- Opening Delimiter -

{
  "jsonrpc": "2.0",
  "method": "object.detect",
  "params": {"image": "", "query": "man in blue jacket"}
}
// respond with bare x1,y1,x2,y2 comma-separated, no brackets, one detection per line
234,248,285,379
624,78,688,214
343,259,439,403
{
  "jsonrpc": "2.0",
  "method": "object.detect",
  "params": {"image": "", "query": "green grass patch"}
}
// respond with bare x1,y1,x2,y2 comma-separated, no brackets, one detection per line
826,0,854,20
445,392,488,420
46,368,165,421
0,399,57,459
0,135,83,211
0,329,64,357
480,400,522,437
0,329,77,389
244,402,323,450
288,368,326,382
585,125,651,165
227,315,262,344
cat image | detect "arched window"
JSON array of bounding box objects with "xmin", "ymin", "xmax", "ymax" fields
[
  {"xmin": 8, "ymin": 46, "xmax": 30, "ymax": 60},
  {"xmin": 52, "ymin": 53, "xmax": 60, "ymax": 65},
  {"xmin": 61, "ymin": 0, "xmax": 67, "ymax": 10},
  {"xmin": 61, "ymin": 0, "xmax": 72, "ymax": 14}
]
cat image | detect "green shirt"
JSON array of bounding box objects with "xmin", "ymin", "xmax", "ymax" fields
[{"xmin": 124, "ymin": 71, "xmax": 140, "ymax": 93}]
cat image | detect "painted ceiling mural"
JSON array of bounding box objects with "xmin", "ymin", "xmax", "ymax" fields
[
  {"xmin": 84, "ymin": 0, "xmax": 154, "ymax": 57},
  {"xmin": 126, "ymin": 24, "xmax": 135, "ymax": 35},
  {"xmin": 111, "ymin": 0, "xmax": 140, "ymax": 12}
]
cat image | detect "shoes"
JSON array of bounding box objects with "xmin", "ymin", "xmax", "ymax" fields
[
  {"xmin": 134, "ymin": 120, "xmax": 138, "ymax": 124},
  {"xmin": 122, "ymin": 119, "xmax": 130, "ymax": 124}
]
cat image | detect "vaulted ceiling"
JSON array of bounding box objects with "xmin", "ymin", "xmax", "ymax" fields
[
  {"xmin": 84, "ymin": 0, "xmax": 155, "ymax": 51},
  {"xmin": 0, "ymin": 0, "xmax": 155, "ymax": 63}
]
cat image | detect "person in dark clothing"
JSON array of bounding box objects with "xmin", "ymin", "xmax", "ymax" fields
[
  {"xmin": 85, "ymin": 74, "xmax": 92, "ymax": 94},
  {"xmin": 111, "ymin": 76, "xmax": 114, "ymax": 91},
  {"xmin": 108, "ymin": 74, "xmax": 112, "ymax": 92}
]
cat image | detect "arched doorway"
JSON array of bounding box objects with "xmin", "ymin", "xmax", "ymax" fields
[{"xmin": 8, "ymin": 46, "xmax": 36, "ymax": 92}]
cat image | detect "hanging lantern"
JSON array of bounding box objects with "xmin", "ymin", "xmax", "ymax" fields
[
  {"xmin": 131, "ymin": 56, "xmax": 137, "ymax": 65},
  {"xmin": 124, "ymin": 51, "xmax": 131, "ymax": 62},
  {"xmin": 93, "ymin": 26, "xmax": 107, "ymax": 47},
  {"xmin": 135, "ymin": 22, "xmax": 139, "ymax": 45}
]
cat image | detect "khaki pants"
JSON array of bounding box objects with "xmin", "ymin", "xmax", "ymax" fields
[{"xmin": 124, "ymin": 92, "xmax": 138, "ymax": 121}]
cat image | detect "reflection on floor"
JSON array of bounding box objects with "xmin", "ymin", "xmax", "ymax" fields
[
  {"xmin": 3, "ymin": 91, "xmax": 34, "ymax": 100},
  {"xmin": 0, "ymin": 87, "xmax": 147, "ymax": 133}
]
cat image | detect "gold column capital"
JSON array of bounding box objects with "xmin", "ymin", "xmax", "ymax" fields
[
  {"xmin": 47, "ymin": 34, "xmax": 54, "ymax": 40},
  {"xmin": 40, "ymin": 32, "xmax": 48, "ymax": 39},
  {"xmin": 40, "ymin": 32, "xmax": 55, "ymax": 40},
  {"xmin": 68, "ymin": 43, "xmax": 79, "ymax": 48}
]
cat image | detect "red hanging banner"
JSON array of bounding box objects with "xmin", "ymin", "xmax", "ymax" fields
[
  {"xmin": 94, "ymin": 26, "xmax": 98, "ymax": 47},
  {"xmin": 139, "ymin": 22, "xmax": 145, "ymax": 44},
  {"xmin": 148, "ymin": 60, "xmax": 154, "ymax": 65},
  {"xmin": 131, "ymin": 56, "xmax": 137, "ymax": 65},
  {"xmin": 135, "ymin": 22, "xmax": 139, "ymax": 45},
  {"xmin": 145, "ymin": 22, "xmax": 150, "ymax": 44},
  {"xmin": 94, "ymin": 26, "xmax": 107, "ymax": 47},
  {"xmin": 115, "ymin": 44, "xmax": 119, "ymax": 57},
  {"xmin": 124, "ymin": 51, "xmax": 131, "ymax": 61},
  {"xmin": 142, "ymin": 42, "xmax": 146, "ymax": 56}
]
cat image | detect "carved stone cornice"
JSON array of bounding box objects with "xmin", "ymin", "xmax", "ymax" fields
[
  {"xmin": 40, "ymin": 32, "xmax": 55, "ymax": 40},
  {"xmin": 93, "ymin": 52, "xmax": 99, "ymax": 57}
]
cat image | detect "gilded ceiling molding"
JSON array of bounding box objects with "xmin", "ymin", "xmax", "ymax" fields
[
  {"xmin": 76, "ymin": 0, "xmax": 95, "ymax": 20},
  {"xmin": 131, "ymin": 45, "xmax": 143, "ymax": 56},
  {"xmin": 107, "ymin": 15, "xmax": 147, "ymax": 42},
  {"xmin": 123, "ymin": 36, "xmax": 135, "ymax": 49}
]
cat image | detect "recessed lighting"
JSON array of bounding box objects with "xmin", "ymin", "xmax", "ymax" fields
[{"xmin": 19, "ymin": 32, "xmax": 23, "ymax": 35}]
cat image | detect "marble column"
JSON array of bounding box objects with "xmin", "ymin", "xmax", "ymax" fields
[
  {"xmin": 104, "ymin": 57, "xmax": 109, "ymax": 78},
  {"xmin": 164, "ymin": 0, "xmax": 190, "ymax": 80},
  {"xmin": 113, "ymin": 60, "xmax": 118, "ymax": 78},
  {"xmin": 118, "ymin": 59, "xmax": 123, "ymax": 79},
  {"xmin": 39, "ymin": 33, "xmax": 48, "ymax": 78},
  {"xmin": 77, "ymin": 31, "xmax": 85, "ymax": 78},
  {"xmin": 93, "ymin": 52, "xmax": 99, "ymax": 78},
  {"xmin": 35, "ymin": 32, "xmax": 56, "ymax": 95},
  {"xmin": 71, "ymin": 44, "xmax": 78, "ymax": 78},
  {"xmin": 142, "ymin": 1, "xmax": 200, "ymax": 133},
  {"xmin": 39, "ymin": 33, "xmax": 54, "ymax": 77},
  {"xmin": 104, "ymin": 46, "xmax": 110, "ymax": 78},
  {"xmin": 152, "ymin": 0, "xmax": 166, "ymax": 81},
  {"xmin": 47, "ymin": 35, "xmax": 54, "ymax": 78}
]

- Closing Delimiter -

▶ [YOUR TASK]: Where a line above contains the word "hanging", show that line.

▶ [RESPONSE BOX]:
cat image | detect "hanging lantern"
cat image | detect "red hanging banner"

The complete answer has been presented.